══ EXTRACTED TEXT
This paper studies the design of investment policies in defined contribution retirement systems. I estimate a dynamic system of correlated equations of lifecycle behavior that fully models the individual’s decision-making process to account for estimation biases. In the model, individuals make decisions that impact their retirement wealth within the Chilean retirement system. Behaviors are allowed to depend on risk preferences while modeling other sources of nonlinear unobserved heterogeneity. The estimated decision-making process allows us to simulate the effects of policy experiments (ex ante), such as defaulting individuals into riskier investment strategies or increasing contribution rates. The results indicate that individuals react by opting into safer plans despite their observed inertia and that increases in mandatory contributions generate little crowding out of other behaviors. Not modeling risk aversion and its endogeneity with behavior leads to substantial simulation biases.
════
#### SHORT PROBLEM 1
Condense the paragraph of the abstract beginning "This paper studies the design" into a bulleted list that keeps its main facts.
══ DATA LISTING
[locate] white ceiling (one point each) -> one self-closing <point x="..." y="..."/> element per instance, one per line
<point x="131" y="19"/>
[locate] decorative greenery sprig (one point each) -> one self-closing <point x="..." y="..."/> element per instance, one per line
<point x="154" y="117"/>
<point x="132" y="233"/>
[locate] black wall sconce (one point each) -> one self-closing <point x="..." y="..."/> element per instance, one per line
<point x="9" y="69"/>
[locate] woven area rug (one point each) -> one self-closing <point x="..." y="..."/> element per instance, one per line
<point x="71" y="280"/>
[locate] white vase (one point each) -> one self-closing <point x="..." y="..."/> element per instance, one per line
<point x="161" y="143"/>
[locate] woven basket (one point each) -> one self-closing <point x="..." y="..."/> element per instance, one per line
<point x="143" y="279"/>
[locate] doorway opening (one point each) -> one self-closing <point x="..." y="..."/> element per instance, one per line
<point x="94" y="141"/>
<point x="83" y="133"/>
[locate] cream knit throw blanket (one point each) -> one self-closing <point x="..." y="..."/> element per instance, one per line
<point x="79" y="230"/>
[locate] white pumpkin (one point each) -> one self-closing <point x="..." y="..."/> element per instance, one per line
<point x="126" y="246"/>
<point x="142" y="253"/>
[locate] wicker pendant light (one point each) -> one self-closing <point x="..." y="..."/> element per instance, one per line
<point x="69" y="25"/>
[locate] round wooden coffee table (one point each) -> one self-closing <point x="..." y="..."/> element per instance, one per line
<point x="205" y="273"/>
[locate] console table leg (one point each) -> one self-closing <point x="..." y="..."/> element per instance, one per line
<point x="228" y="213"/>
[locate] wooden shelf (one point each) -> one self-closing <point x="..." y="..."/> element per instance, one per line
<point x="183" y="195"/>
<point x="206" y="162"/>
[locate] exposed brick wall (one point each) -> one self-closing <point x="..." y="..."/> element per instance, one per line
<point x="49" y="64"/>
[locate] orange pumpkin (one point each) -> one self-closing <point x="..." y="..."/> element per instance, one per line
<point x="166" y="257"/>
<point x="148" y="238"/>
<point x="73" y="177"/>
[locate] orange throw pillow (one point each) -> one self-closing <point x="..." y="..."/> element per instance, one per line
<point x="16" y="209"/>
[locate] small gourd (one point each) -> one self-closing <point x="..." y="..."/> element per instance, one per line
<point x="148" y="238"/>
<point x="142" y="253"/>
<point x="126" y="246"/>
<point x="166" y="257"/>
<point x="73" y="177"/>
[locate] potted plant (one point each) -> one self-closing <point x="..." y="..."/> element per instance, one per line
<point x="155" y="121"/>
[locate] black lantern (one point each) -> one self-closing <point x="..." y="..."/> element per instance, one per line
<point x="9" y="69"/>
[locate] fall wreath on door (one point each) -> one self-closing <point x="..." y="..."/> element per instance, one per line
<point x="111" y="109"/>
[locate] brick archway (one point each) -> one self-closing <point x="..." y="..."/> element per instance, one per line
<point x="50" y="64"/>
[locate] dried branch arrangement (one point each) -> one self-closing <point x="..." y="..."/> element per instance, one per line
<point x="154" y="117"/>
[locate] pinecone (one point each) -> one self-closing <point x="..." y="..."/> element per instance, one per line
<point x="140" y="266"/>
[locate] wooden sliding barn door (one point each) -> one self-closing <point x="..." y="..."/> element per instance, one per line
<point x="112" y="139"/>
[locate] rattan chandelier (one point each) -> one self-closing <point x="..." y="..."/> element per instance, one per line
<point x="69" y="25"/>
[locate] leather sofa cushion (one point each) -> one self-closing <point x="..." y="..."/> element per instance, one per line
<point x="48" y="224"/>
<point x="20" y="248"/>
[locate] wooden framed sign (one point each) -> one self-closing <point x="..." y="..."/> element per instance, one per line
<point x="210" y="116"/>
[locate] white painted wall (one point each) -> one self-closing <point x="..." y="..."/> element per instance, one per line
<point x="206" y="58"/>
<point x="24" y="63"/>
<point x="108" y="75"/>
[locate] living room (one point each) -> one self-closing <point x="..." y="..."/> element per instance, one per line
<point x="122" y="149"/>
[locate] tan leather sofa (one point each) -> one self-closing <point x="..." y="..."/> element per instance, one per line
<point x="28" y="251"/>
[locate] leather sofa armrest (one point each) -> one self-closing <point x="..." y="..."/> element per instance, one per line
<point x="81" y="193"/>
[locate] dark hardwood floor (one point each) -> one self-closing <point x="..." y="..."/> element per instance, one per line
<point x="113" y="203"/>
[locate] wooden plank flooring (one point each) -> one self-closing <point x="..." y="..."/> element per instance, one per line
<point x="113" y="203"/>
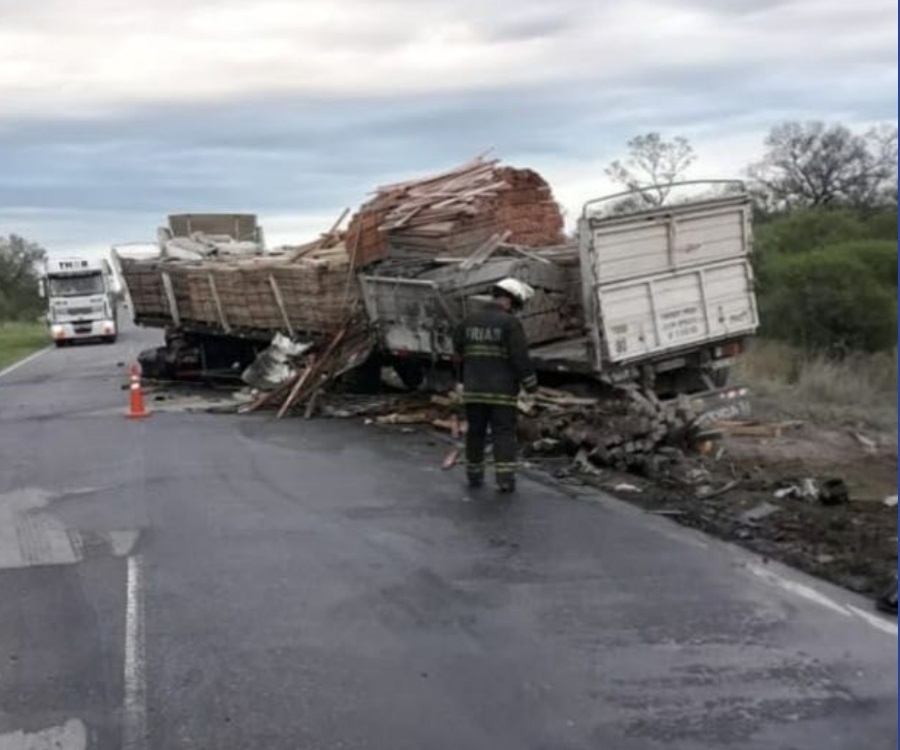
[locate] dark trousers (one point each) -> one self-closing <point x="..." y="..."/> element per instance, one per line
<point x="502" y="423"/>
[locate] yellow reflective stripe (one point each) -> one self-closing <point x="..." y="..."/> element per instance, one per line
<point x="484" y="350"/>
<point x="489" y="398"/>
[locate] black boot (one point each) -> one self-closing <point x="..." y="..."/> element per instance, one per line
<point x="506" y="485"/>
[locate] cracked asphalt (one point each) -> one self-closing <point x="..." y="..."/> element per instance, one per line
<point x="323" y="584"/>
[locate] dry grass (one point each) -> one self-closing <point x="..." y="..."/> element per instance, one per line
<point x="859" y="390"/>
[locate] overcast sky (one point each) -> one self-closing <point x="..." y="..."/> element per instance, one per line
<point x="114" y="113"/>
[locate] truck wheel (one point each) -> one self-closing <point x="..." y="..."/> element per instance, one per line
<point x="720" y="376"/>
<point x="411" y="374"/>
<point x="366" y="378"/>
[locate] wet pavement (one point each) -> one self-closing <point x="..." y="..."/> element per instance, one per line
<point x="200" y="581"/>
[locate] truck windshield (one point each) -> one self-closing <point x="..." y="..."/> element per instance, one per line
<point x="75" y="286"/>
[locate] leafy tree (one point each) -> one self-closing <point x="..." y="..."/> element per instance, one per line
<point x="814" y="164"/>
<point x="652" y="166"/>
<point x="19" y="273"/>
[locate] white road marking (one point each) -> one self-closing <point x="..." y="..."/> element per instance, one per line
<point x="875" y="621"/>
<point x="70" y="736"/>
<point x="134" y="731"/>
<point x="800" y="589"/>
<point x="21" y="363"/>
<point x="811" y="594"/>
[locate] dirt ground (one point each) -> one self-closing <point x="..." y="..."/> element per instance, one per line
<point x="732" y="495"/>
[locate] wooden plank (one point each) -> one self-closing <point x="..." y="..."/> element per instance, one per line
<point x="279" y="300"/>
<point x="301" y="381"/>
<point x="482" y="253"/>
<point x="218" y="302"/>
<point x="170" y="296"/>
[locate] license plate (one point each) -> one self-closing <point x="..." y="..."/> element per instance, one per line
<point x="722" y="405"/>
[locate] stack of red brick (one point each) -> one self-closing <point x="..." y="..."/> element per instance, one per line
<point x="454" y="213"/>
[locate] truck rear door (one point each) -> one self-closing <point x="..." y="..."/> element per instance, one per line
<point x="667" y="279"/>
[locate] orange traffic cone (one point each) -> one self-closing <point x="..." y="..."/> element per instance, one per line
<point x="136" y="407"/>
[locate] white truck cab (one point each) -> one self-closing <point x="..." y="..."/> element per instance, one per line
<point x="81" y="299"/>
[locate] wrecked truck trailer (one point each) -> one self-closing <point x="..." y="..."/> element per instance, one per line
<point x="660" y="297"/>
<point x="213" y="304"/>
<point x="221" y="299"/>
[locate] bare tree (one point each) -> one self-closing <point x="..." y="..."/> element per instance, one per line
<point x="814" y="164"/>
<point x="652" y="166"/>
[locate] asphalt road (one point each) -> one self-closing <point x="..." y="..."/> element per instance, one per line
<point x="200" y="581"/>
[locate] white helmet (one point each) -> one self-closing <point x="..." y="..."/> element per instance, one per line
<point x="516" y="289"/>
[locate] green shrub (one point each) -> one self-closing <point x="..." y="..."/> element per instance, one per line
<point x="839" y="298"/>
<point x="805" y="230"/>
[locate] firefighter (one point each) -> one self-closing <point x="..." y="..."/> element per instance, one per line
<point x="493" y="356"/>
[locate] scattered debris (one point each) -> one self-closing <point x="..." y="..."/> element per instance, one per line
<point x="827" y="492"/>
<point x="272" y="367"/>
<point x="870" y="445"/>
<point x="758" y="512"/>
<point x="758" y="429"/>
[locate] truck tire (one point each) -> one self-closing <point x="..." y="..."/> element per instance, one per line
<point x="365" y="379"/>
<point x="720" y="376"/>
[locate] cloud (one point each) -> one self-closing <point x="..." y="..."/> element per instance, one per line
════
#### SHORT PROBLEM 2
Pull out every line of the records that contains the string "asphalt".

#### CORRECT OUTPUT 1
- Topic: designing investment policies in defined contribution retirement systems.
- Method: estimates a dynamic system of correlated lifecycle-behavior equations that fully models individual decision-making to account for estimation biases.
- Setting: individuals make decisions affecting their retirement wealth within the Chilean retirement system.
- Behaviors may depend on risk preferences, and other sources of nonlinear unobserved heterogeneity are also modeled.
- The estimated model is used to simulate policy experiments (ex ante), such as defaulting people into riskier investment strategies or raising contribution rates.
- Findings: individuals respond by opting into safer plans despite their observed inertia, and higher mandatory contributions cause little crowding out of other behaviors.
- Failing to model risk aversion and its endogeneity with behavior produces substantial simulation biases.

#### CORRECT OUTPUT 2
[locate] cracked asphalt (one point each) -> one self-closing <point x="..." y="..."/> element per instance, one per line
[locate] asphalt road (one point each) -> one self-closing <point x="..." y="..."/> element per instance, one per line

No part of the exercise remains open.